-- start TEXT EXCERPT --

Welcome to the Kirkland’s Inc. second quarter 2009 earnings conference call. During the presentation participants will be in a listen-only mode. Afterwards, we’ll conduct a question-and-answer session. (Operator Instructions) I would now like to turn the conference over to Mr. Tripp Sullivan of Corporate Communications. Please go ahead sir.

Tripp Sullivan

Management

Good morning and welcome to this Kirkland’s Inc. conference call to review the company’s results for the second quarter of fiscal 2009. On the call this morning are Robert Alderson, President and Chief Executive Officer and Mike Madden, Senior Vice President and Chief Financial Officer. The results as well as notice of the accessibility of this conference call on a listen-only basis over the Internet were released earlier this morning and the press release has been covered by the financial media. Except for historical information discussed during this conference call, the statements made by company management are forward-looking and made pursuant to the Safe Harbor provisions of the Private Securities Litigation Reform Act of 1995. Forward-looking statements involve known and unknown risks and uncertainties which may cause Kirkland’s actual results in future periods to differ materially from forecasted results. Those risks and uncertainties are more fully described in Kirkland’s filings with the Securities and Exchange Commission including the company’s Annual Report on Form 10-K filed on April 20, 2009. With that said, I’ll turn the call over to you, Robert.

Robert Alderson

Management

Thanks, Tripp and good morning everyone and thanks very much for joining us today. We’re pleased to report another quarter of positive comparable store sales and strong earnings results. This was our best earnings performance in a second quarter since becoming in public company. The bottom line results were driven by strong improvements in our merchandise and operating margins versus the prior year. We remain in a very solid financial position, ending the quarter with a cash balance of $38.5 million and no debt. Mike Madden, our CFO will now walk you through the second quarter results and our financial position. Mike.

-- end TEXT EXCERPT --
-- start DATA SECTION --

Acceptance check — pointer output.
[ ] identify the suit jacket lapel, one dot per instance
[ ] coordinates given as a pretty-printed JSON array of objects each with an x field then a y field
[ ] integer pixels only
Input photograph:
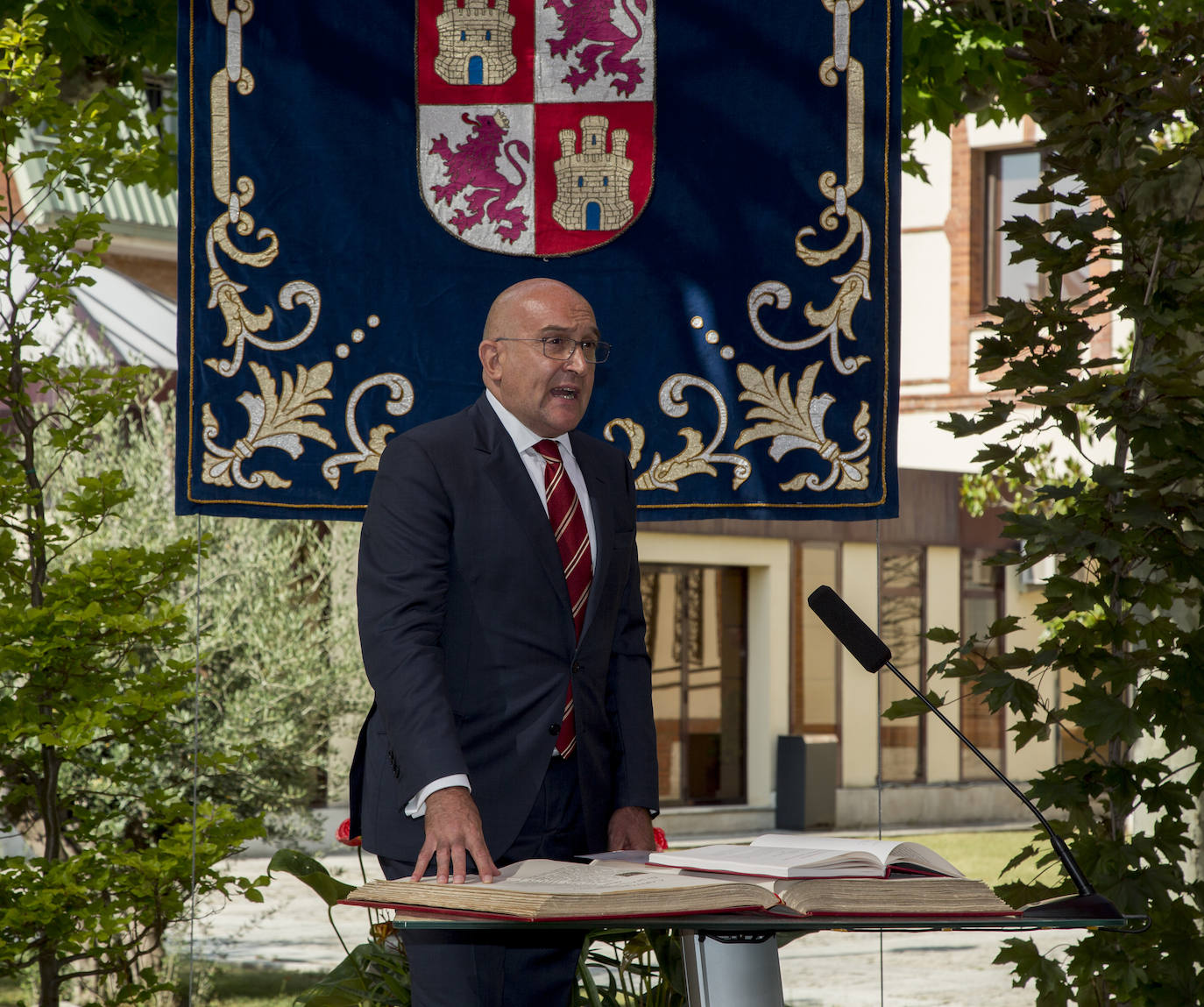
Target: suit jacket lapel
[{"x": 519, "y": 495}]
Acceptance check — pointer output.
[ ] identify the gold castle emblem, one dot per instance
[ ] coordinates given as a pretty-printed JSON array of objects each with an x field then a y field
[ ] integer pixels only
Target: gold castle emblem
[
  {"x": 592, "y": 184},
  {"x": 476, "y": 42}
]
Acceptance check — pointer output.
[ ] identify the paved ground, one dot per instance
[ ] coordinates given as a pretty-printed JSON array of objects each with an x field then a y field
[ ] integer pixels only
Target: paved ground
[{"x": 290, "y": 930}]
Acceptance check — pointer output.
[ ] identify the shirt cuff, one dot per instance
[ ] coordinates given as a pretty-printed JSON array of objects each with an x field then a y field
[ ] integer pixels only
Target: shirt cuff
[{"x": 417, "y": 805}]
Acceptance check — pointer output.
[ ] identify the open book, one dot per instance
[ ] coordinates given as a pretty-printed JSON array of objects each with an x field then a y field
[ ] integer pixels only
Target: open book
[
  {"x": 551, "y": 889},
  {"x": 811, "y": 856}
]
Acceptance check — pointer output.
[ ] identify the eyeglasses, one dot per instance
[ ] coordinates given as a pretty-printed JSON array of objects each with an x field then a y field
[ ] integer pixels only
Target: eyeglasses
[{"x": 563, "y": 347}]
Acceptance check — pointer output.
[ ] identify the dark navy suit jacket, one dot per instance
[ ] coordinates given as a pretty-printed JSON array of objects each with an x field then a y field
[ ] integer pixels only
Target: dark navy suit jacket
[{"x": 469, "y": 642}]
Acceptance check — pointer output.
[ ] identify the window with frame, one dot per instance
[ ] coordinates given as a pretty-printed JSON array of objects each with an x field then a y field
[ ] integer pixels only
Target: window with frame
[{"x": 1008, "y": 176}]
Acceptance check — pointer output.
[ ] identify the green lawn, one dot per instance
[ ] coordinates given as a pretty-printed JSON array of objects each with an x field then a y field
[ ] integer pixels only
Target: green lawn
[{"x": 218, "y": 985}]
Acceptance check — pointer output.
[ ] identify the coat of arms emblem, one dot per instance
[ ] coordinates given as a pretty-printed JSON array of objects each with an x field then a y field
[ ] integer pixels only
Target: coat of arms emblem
[{"x": 536, "y": 119}]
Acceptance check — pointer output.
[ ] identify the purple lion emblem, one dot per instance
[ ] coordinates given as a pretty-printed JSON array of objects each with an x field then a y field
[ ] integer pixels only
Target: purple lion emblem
[
  {"x": 472, "y": 169},
  {"x": 586, "y": 23}
]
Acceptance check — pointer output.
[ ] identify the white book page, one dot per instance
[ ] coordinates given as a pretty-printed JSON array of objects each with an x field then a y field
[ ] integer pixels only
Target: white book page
[
  {"x": 778, "y": 862},
  {"x": 885, "y": 852},
  {"x": 554, "y": 877}
]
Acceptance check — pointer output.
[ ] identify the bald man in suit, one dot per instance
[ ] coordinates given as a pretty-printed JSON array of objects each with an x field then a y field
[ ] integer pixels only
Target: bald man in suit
[{"x": 472, "y": 755}]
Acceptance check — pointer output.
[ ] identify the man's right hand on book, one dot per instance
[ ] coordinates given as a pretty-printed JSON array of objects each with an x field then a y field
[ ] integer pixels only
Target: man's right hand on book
[{"x": 453, "y": 833}]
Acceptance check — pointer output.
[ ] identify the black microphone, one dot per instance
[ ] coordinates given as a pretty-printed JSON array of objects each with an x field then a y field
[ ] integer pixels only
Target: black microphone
[{"x": 872, "y": 653}]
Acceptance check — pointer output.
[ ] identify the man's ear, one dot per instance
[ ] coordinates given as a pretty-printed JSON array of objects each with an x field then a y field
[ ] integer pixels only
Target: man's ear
[{"x": 490, "y": 359}]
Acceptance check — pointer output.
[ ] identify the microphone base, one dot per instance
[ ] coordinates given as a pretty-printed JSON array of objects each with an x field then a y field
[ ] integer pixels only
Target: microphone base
[{"x": 1087, "y": 907}]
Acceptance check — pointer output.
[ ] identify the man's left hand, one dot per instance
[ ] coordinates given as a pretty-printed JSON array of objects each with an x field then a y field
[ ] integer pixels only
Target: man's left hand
[{"x": 631, "y": 829}]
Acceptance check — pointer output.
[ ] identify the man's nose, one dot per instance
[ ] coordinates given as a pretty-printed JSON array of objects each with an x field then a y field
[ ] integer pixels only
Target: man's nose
[{"x": 577, "y": 360}]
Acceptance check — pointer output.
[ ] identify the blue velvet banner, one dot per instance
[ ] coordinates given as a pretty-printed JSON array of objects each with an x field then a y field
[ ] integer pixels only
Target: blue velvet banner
[{"x": 718, "y": 177}]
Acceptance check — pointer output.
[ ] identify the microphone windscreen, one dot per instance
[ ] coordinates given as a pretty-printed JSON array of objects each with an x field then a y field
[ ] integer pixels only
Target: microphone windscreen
[{"x": 846, "y": 627}]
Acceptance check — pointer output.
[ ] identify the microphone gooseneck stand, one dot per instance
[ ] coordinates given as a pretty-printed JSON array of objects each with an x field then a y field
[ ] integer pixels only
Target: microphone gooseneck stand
[{"x": 873, "y": 654}]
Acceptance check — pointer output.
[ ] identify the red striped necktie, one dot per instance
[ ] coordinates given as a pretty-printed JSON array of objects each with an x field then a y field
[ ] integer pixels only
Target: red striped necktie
[{"x": 573, "y": 543}]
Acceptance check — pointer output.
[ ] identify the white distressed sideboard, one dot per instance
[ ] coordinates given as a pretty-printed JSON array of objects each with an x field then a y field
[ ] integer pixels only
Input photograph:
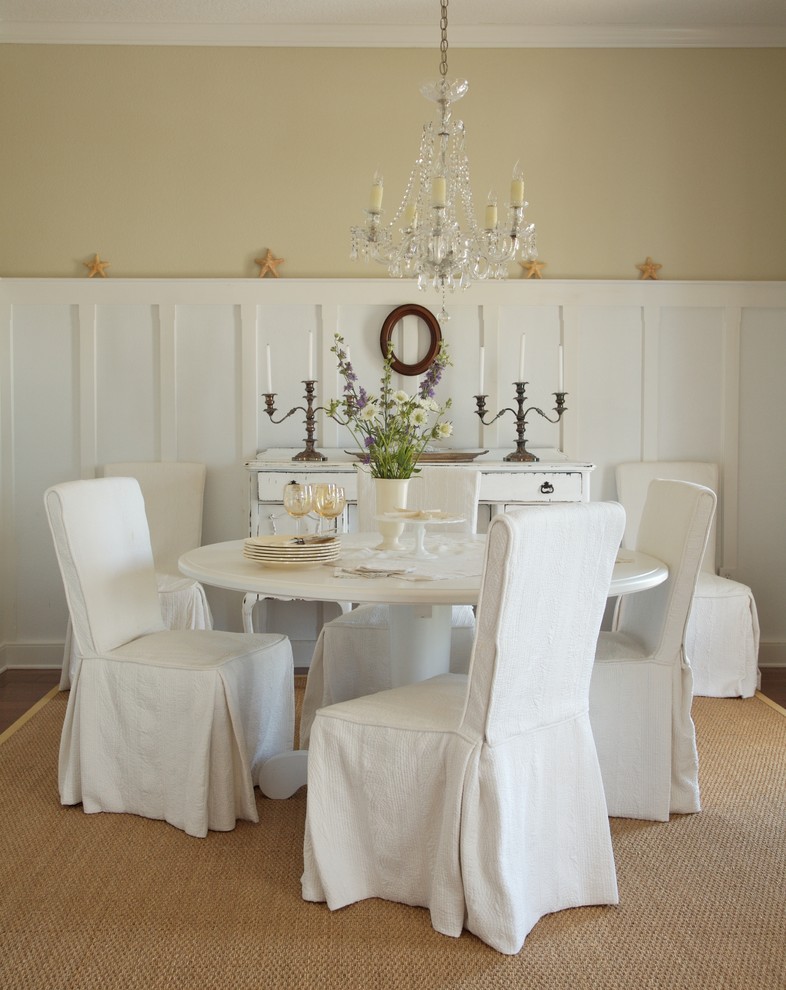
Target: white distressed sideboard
[{"x": 503, "y": 483}]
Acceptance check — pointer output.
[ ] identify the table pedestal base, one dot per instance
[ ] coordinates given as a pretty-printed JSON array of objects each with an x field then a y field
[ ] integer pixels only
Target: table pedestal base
[
  {"x": 284, "y": 774},
  {"x": 419, "y": 642}
]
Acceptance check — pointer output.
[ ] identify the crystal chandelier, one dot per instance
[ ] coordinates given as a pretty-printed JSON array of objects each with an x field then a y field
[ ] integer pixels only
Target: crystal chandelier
[{"x": 433, "y": 234}]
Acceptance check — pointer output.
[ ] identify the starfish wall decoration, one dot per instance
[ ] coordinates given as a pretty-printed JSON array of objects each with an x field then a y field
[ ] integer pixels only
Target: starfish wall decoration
[
  {"x": 649, "y": 269},
  {"x": 96, "y": 267},
  {"x": 533, "y": 269},
  {"x": 268, "y": 264}
]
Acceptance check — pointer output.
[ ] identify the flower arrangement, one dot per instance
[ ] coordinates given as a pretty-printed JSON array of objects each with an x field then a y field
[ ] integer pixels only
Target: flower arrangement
[{"x": 392, "y": 428}]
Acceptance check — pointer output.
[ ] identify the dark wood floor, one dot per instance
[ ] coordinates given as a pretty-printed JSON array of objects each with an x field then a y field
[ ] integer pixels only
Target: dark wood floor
[{"x": 20, "y": 689}]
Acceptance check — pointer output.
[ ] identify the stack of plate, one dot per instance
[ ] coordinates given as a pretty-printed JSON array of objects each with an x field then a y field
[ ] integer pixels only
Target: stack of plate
[{"x": 292, "y": 551}]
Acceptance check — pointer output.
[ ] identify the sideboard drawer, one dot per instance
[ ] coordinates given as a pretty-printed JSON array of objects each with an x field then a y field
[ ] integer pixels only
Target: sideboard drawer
[{"x": 532, "y": 486}]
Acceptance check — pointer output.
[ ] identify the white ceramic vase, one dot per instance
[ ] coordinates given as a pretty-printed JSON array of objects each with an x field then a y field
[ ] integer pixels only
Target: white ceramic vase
[{"x": 390, "y": 494}]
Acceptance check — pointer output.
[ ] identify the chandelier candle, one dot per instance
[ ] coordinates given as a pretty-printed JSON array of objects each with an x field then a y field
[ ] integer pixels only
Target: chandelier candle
[{"x": 433, "y": 235}]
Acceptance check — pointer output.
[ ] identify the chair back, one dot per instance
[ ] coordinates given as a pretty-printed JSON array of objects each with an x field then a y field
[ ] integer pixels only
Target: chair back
[
  {"x": 103, "y": 550},
  {"x": 545, "y": 582},
  {"x": 174, "y": 495},
  {"x": 454, "y": 490},
  {"x": 675, "y": 526},
  {"x": 633, "y": 481}
]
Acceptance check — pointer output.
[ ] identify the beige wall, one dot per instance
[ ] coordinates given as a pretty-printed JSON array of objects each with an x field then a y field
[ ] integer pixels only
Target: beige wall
[{"x": 191, "y": 161}]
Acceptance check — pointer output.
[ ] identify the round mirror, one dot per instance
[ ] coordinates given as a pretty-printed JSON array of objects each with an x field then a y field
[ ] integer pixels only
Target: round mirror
[{"x": 434, "y": 341}]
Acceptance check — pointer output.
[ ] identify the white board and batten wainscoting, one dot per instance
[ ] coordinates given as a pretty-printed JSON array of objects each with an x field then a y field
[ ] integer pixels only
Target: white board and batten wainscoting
[{"x": 100, "y": 370}]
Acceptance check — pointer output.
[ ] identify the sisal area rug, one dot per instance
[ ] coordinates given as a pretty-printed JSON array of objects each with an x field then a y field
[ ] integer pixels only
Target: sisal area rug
[{"x": 114, "y": 901}]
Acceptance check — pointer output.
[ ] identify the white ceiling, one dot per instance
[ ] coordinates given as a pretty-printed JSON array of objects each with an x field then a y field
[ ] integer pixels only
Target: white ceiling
[{"x": 396, "y": 23}]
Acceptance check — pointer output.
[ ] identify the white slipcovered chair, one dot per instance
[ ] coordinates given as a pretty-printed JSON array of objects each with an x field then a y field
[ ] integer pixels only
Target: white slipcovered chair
[
  {"x": 722, "y": 641},
  {"x": 167, "y": 724},
  {"x": 173, "y": 492},
  {"x": 479, "y": 796},
  {"x": 352, "y": 653},
  {"x": 641, "y": 690}
]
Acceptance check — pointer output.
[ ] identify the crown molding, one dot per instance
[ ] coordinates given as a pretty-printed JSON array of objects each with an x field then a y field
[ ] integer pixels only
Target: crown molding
[{"x": 392, "y": 36}]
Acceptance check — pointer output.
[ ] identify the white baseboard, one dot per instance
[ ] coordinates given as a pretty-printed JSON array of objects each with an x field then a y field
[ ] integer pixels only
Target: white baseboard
[
  {"x": 49, "y": 656},
  {"x": 31, "y": 656},
  {"x": 772, "y": 654}
]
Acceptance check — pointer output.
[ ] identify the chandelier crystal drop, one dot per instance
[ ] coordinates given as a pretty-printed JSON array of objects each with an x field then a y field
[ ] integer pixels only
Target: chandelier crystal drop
[{"x": 433, "y": 235}]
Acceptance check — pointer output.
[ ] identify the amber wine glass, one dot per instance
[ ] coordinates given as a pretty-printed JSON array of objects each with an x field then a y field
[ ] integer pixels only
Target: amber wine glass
[
  {"x": 329, "y": 502},
  {"x": 298, "y": 501}
]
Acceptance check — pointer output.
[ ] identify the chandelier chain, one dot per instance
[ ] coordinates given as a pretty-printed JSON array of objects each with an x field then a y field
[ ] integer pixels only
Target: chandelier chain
[
  {"x": 433, "y": 234},
  {"x": 443, "y": 45}
]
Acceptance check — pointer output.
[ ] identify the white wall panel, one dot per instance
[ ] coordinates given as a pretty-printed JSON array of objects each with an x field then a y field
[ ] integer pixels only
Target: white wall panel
[
  {"x": 104, "y": 370},
  {"x": 127, "y": 380},
  {"x": 207, "y": 386},
  {"x": 690, "y": 415},
  {"x": 45, "y": 451},
  {"x": 606, "y": 403},
  {"x": 762, "y": 488}
]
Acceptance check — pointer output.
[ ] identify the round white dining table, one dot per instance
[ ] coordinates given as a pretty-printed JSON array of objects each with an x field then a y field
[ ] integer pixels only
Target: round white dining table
[{"x": 420, "y": 595}]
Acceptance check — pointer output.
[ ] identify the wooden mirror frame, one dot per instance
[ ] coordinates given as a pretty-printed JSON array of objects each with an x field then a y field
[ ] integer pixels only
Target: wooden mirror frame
[{"x": 432, "y": 323}]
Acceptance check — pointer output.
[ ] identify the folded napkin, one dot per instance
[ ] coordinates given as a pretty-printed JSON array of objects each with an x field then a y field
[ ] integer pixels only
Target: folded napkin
[{"x": 372, "y": 570}]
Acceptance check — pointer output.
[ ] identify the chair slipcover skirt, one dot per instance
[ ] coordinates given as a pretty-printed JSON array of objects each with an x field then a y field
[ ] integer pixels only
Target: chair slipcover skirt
[{"x": 480, "y": 796}]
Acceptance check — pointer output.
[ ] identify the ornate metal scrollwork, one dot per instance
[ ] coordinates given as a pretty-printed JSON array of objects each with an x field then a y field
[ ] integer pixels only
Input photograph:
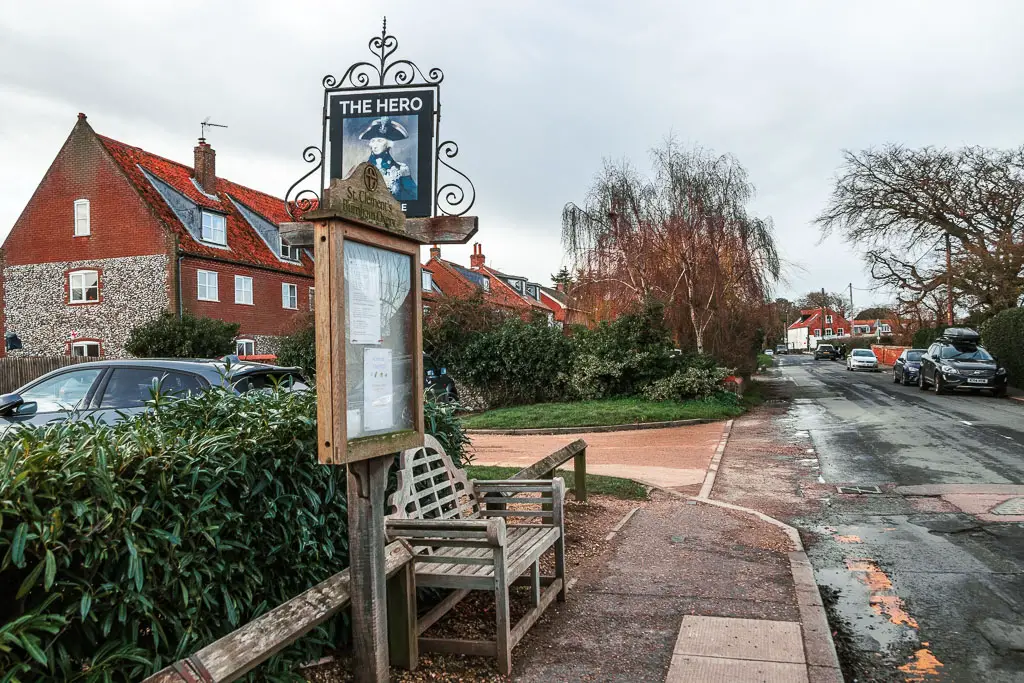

-- end DATA SECTION --

== WHAT TO PRODUCE ==
From the earnings call transcript above, quote verbatim the passage that opens with the words containing "Thanks, Tripp and" and closes with "financial position. Mike.".

== TASK RESULT ==
Thanks, Tripp and good morning everyone and thanks very much for joining us today. We’re pleased to report another quarter of positive comparable store sales and strong earnings results. This was our best earnings performance in a second quarter since becoming in public company. The bottom line results were driven by strong improvements in our merchandise and operating margins versus the prior year. We remain in a very solid financial position, ending the quarter with a cash balance of $38.5 million and no debt. Mike Madden, our CFO will now walk you through the second quarter results and our financial position. Mike.